Required action
Once the line with "trousers in the photo above." is found in the entries below, print it and each following line exactly, stopping after the line with "sandal in the photo above."; print nothing else.

Data
──────────

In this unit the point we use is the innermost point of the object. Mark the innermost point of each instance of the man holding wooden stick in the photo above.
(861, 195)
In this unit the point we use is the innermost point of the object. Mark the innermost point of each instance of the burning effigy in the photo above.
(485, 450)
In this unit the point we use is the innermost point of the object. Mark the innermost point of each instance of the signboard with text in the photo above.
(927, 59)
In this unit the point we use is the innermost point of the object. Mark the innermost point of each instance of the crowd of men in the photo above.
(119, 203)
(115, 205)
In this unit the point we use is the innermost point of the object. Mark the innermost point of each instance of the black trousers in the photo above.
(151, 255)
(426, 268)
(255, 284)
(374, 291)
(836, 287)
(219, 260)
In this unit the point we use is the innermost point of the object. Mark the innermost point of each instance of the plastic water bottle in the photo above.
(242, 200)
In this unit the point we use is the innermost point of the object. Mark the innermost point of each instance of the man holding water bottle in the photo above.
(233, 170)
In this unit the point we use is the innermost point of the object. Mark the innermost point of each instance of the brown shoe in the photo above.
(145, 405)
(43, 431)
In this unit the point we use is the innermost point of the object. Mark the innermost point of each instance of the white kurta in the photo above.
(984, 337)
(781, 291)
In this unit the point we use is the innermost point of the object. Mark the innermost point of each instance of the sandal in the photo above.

──────────

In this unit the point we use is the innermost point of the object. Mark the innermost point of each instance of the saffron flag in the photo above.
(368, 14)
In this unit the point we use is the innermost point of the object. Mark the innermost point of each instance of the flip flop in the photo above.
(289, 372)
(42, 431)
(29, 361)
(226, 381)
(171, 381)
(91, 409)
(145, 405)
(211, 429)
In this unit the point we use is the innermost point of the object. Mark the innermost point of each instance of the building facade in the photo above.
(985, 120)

──────────

Written response
In this unit the point we use is the innermost point of the object. Mark the innermost point of each instance of the black trousers in the photo above.
(151, 255)
(426, 268)
(255, 284)
(374, 291)
(836, 287)
(219, 260)
In this unit the point we use is the innermost point of the object. Mark the innermost point of each instance of the plastic water bottle in the photo above.
(242, 200)
In this unit the point we use is the innermost point of the object. Mark the innermost point of each instance of the man holding water bottle in the photo above.
(233, 170)
In this unit the point we use is the innermost point of the object. Mark the innermost point of each instance of the brown shoe in the photo above.
(145, 405)
(43, 431)
In this unit the point we use is the innermost point of the object. Mark the innermost point of each instance of the white kurta in the photo above.
(984, 337)
(781, 291)
In this unit the point we use is the innermost point of the object. Mark the innermost point of each instance of the sandal in the photo above.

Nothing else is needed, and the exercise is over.